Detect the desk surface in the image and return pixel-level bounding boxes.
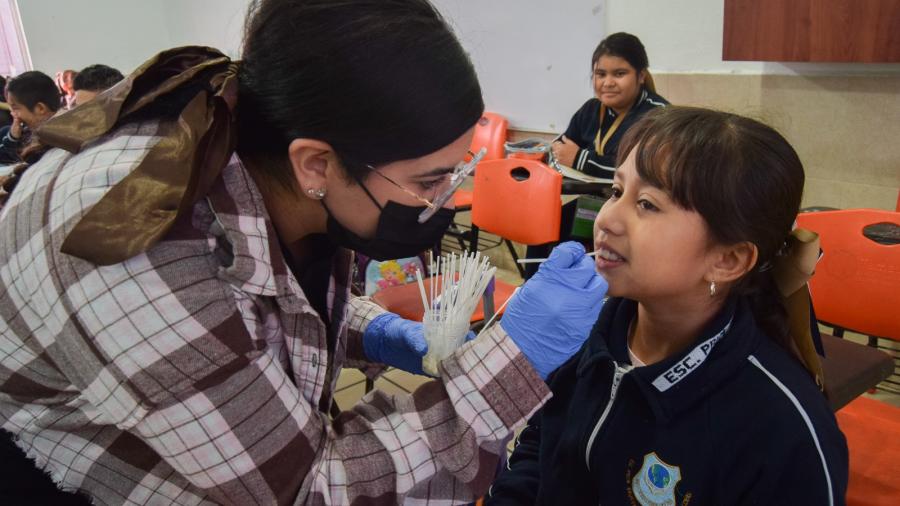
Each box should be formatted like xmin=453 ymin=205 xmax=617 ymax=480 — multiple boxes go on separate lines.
xmin=821 ymin=333 xmax=894 ymax=411
xmin=555 ymin=163 xmax=613 ymax=196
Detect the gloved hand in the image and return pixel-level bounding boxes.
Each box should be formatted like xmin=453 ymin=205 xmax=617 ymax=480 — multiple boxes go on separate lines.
xmin=500 ymin=242 xmax=608 ymax=380
xmin=363 ymin=312 xmax=476 ymax=376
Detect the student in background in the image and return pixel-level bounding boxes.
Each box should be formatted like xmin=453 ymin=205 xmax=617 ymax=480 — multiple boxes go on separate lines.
xmin=55 ymin=69 xmax=77 ymax=109
xmin=0 ymin=71 xmax=60 ymax=165
xmin=488 ymin=107 xmax=848 ymax=506
xmin=526 ymin=33 xmax=669 ymax=278
xmin=552 ymin=32 xmax=668 ymax=177
xmin=0 ymin=0 xmax=605 ymax=504
xmin=71 ymin=64 xmax=124 ymax=106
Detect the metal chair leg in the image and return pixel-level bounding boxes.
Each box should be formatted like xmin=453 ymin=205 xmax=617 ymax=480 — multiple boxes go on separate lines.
xmin=468 ymin=226 xmax=480 ymax=254
xmin=505 ymin=239 xmax=525 ymax=278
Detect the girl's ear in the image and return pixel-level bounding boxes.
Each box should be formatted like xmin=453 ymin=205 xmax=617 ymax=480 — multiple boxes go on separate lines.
xmin=287 ymin=138 xmax=338 ymax=197
xmin=33 ymin=102 xmax=51 ymax=117
xmin=706 ymin=241 xmax=758 ymax=285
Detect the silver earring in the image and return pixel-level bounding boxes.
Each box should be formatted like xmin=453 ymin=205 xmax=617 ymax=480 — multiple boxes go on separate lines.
xmin=709 ymin=280 xmax=717 ymax=297
xmin=306 ymin=188 xmax=326 ymax=199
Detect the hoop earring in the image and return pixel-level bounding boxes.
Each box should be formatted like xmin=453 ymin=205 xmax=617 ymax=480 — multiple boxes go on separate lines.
xmin=306 ymin=188 xmax=326 ymax=199
xmin=709 ymin=280 xmax=717 ymax=297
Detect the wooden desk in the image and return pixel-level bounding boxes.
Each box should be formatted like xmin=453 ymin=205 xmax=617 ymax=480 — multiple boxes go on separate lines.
xmin=821 ymin=333 xmax=894 ymax=411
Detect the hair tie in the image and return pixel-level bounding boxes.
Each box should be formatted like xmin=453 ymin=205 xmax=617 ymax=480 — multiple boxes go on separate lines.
xmin=757 ymin=239 xmax=791 ymax=273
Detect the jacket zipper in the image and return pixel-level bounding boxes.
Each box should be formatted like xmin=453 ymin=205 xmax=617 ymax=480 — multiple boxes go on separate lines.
xmin=585 ymin=361 xmax=632 ymax=470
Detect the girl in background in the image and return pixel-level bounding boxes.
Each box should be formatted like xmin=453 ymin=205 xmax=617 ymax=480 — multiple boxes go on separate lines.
xmin=552 ymin=32 xmax=668 ymax=176
xmin=528 ymin=33 xmax=669 ymax=279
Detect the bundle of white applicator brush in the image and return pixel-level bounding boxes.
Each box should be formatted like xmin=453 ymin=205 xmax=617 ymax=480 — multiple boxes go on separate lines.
xmin=415 ymin=251 xmax=497 ymax=376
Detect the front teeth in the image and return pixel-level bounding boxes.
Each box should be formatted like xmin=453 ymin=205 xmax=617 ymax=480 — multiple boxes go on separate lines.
xmin=599 ymin=248 xmax=624 ymax=262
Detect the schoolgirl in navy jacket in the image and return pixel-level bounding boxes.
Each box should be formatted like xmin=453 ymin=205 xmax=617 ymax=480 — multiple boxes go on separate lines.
xmin=487 ymin=296 xmax=848 ymax=505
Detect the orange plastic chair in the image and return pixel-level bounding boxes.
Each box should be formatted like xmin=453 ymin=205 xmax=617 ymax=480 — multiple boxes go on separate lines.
xmin=468 ymin=158 xmax=562 ymax=278
xmin=795 ymin=209 xmax=900 ymax=342
xmin=453 ymin=190 xmax=473 ymax=210
xmin=836 ymin=396 xmax=900 ymax=506
xmin=444 ymin=189 xmax=475 ymax=251
xmin=470 ymin=158 xmax=562 ymax=246
xmin=458 ymin=113 xmax=508 ymax=211
xmin=470 ymin=112 xmax=508 ymax=162
xmin=796 ymin=209 xmax=899 ymax=396
xmin=444 ymin=113 xmax=508 ymax=245
xmin=796 ymin=209 xmax=900 ymax=506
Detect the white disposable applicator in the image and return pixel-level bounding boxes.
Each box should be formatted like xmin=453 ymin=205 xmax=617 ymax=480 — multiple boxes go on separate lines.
xmin=416 ymin=251 xmax=497 ymax=376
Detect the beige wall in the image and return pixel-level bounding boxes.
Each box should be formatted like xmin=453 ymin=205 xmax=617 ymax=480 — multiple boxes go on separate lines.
xmin=512 ymin=74 xmax=900 ymax=211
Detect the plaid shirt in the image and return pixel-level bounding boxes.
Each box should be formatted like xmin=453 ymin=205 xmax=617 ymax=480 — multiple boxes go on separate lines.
xmin=0 ymin=121 xmax=550 ymax=505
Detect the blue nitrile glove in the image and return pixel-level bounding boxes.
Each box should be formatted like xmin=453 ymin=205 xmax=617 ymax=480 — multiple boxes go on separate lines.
xmin=363 ymin=312 xmax=477 ymax=376
xmin=500 ymin=241 xmax=608 ymax=380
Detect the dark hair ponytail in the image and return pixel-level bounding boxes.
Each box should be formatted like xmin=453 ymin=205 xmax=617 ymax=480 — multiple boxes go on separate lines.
xmin=617 ymin=107 xmax=805 ymax=349
xmin=741 ymin=265 xmax=791 ymax=349
xmin=237 ymin=0 xmax=484 ymax=190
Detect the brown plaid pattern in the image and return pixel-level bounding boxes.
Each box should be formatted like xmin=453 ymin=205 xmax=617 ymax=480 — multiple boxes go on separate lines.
xmin=0 ymin=121 xmax=550 ymax=505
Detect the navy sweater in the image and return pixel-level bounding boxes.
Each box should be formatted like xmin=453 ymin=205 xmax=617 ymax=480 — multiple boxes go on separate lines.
xmin=487 ymin=297 xmax=848 ymax=505
xmin=563 ymin=89 xmax=668 ymax=178
xmin=0 ymin=125 xmax=25 ymax=165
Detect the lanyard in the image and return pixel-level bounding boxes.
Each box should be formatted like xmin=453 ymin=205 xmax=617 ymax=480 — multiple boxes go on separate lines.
xmin=594 ymin=103 xmax=627 ymax=155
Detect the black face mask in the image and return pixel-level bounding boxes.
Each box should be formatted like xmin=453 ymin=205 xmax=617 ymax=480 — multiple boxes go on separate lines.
xmin=322 ymin=196 xmax=455 ymax=261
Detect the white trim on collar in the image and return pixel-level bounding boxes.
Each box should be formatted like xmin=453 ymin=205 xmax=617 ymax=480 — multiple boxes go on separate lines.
xmin=651 ymin=317 xmax=733 ymax=392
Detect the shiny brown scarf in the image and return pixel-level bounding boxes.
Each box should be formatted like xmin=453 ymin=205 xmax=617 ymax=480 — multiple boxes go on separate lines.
xmin=36 ymin=46 xmax=239 ymax=265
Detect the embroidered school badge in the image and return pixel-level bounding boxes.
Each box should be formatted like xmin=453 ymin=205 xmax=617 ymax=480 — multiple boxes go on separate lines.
xmin=631 ymin=452 xmax=682 ymax=506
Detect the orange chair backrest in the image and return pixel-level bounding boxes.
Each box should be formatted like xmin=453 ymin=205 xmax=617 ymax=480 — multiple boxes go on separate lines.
xmin=471 ymin=158 xmax=562 ymax=245
xmin=470 ymin=112 xmax=508 ymax=161
xmin=796 ymin=209 xmax=900 ymax=340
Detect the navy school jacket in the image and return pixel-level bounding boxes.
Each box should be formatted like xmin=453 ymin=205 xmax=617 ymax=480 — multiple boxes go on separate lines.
xmin=562 ymin=89 xmax=668 ymax=178
xmin=487 ymin=297 xmax=848 ymax=505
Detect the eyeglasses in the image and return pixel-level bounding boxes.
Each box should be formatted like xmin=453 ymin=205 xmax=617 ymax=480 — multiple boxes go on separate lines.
xmin=366 ymin=147 xmax=486 ymax=224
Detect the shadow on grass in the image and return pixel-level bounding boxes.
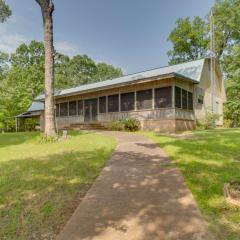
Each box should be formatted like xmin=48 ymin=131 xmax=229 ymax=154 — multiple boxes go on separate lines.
xmin=58 ymin=138 xmax=213 ymax=240
xmin=0 ymin=147 xmax=112 ymax=239
xmin=148 ymin=129 xmax=240 ymax=239
xmin=0 ymin=132 xmax=39 ymax=148
xmin=0 ymin=130 xmax=92 ymax=148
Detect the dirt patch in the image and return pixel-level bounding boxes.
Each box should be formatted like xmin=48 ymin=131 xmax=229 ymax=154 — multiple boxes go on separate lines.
xmin=168 ymin=133 xmax=199 ymax=140
xmin=224 ymin=181 xmax=240 ymax=206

## Assignment
Only the count is wanted. Count the lines of the data above that include the string "applicator".

## Exercise solution
2